→ **Exercise instructions**: In the article on Dominic Cummings, reproduce word for word the passage starting at "Describing Boris Johnson" and ending at "transport and infrastructure.".

→ **Exercise passage**:
Describing Boris Johnson being PM as “terrible for the country,” Dominic Cummings has revealed that he and other Downing Street aides had plotted to oust him from office just weeks after their landslide December 2019 election win.
In his first TV interview since resigning as the PM's chief adviser last year, Cummings directed a series of criticisms at Johnson, who he claimed “doesn't have a plan” to run the country, “doesn’t know how to be prime minister” and was obsessed with “stupid” projects in transport and infrastructure.

During the hour-long programme, which aired Tuesday night on the BBC, Cummings admitted that he'd been looking to “hasten” the PM’s exit from Downing Street. “Certainly. The sooner he goes, the better. For sure,” he said.

He claimed to have known about Johnson's "hopeless" qualities after they’d worked together on the 'Vote Leave' campaign during the 2016 Brexit referendum. But Cummings worked to get him elected to power three years later only “because we had to solve a certain problem, not because he was the right person to be running the country.”

However, "within days" of the Conservative Party's majority win in the 2019 polls on the back of a promise to "get Brexit done," Cummings claimed the “prime minister's [then] girlfriend [was] trying to get rid of [the Vote Leave staff] and appoint complete clowns to certain key jobs.”

Until the victory, Cummings said, Boris Johnson and Carrie Symonds had been happy to let 'Vote Leave' veterans run the campaign. But, he added, “As soon as the election was won, her view was 'Why should it be Dominic and the Vote-Leave team? Why shouldn't it be me that's pulling the strings?'”

By January 2020, he claimed, the team members began to fear for their positions. “[People] were already saying, 'By the summer, either we'll all have gone from here or we'll be in the process of trying to get rid of [Johnson] and get someone else in as prime minister'," Cummings recalled.

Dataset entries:

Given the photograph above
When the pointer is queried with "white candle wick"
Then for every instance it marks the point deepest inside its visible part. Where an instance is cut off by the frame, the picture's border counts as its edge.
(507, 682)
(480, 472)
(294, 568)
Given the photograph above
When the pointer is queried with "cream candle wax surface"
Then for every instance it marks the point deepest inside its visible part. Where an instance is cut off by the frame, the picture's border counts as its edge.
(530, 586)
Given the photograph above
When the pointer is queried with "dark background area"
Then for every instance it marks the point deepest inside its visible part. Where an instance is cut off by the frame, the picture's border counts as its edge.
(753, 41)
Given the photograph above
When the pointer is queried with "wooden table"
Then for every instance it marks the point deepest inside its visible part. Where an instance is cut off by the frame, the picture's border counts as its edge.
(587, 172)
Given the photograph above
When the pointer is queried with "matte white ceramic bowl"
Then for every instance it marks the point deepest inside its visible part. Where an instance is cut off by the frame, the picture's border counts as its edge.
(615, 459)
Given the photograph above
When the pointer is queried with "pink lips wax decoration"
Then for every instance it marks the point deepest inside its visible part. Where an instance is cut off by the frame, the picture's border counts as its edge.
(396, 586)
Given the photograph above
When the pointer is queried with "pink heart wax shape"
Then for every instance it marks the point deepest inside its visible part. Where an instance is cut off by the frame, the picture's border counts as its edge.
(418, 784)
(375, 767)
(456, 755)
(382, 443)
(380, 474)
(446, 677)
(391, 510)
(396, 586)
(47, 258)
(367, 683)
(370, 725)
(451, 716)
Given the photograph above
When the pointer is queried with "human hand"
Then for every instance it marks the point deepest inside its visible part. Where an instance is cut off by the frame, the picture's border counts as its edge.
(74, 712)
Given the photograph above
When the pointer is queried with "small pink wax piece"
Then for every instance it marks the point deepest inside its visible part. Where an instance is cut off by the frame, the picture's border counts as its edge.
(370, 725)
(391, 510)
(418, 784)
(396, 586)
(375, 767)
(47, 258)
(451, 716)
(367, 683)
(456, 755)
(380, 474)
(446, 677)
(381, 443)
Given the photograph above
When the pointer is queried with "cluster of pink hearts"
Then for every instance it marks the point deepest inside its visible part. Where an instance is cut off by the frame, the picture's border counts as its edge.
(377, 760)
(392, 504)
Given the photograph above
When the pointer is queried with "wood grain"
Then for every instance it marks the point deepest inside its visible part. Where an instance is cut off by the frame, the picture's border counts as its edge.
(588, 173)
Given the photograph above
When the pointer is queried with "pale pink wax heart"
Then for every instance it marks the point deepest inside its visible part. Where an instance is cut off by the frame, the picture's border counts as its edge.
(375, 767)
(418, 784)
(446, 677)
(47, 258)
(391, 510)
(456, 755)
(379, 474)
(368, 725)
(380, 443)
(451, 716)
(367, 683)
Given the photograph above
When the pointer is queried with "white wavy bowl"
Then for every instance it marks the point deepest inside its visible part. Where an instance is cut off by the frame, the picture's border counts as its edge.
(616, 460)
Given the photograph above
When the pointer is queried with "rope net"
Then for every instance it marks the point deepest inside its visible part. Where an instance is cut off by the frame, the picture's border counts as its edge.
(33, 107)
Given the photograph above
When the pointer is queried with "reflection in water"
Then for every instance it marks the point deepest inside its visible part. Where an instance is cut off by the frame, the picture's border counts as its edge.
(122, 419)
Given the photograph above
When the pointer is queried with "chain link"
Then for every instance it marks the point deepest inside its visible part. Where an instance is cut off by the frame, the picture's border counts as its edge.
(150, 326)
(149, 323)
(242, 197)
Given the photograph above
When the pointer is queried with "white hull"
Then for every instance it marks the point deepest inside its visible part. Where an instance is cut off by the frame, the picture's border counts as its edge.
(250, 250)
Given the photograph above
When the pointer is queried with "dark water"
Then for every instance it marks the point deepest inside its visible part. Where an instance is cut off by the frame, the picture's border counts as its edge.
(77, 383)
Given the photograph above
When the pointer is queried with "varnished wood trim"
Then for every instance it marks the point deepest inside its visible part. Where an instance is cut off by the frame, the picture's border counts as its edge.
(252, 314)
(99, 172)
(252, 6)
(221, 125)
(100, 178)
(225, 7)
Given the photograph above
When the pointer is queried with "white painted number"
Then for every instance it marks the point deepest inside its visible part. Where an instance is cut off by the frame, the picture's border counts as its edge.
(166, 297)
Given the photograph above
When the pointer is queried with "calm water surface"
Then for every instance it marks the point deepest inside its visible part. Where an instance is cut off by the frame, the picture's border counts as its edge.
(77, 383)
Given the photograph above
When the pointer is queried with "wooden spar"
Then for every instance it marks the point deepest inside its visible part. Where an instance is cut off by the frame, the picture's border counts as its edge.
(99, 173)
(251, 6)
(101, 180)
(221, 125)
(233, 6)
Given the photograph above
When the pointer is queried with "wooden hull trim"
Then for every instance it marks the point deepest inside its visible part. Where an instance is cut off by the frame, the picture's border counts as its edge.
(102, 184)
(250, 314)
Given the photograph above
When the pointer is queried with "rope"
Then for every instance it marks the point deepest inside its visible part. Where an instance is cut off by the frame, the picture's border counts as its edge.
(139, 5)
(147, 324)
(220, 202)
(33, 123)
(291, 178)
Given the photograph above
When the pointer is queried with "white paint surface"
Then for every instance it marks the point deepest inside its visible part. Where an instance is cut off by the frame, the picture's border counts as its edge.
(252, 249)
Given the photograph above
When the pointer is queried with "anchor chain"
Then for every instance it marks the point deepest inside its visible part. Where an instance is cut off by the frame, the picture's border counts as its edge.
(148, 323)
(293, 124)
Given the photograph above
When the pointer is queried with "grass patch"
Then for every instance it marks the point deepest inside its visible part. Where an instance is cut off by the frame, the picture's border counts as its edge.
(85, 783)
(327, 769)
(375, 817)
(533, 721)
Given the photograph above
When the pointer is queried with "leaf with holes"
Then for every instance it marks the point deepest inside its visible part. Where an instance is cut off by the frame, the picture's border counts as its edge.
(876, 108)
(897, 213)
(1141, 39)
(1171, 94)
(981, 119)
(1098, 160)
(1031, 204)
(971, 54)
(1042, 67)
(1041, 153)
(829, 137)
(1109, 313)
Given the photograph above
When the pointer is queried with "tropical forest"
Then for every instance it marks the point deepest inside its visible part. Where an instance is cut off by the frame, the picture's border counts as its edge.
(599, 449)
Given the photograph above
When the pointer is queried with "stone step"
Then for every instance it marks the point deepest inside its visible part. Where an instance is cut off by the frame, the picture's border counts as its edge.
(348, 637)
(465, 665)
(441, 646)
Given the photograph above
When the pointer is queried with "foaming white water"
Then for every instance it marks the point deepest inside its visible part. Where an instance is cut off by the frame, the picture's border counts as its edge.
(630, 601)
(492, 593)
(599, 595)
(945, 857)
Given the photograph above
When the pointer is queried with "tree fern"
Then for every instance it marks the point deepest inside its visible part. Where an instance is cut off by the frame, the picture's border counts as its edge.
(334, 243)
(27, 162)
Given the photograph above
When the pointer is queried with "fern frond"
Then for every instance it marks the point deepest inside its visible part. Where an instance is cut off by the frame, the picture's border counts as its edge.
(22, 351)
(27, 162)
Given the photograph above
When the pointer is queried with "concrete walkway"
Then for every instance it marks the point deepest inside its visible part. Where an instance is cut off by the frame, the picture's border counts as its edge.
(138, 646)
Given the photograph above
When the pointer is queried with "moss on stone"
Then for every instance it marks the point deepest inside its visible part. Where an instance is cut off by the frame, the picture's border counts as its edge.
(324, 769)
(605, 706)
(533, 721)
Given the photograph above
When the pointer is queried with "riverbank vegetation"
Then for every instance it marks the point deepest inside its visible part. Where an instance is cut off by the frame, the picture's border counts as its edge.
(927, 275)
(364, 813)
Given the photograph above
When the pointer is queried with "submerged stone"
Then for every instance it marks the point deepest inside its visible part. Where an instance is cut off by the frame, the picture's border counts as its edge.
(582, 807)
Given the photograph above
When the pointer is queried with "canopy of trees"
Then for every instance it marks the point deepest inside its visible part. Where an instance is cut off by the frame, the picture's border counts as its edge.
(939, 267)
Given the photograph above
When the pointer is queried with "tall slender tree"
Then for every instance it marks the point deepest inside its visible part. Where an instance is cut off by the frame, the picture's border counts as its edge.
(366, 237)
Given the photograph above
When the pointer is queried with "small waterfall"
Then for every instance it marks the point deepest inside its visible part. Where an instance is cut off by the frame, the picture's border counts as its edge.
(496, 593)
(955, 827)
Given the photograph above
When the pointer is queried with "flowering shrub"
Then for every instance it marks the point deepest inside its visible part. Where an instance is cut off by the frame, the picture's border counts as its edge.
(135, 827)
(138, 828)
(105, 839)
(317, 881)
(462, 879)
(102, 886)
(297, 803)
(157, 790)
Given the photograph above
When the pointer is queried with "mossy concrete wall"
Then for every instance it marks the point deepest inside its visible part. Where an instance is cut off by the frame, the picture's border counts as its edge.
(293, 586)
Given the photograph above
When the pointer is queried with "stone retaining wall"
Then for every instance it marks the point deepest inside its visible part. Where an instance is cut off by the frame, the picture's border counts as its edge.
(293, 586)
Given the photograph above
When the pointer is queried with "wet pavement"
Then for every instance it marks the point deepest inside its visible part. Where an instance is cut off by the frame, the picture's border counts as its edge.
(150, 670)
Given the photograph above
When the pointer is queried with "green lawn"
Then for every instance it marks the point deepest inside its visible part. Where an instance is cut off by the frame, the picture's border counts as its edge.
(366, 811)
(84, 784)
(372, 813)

→ **Finished task**:
Describing Boris Johnson being PM as “terrible for the country,” Dominic Cummings has revealed that he and other Downing Street aides had plotted to oust him from office just weeks after their landslide December 2019 election win.
In his first TV interview since resigning as the PM's chief adviser last year, Cummings directed a series of criticisms at Johnson, who he claimed “doesn't have a plan” to run the country, “doesn’t know how to be prime minister” and was obsessed with “stupid” projects in transport and infrastructure.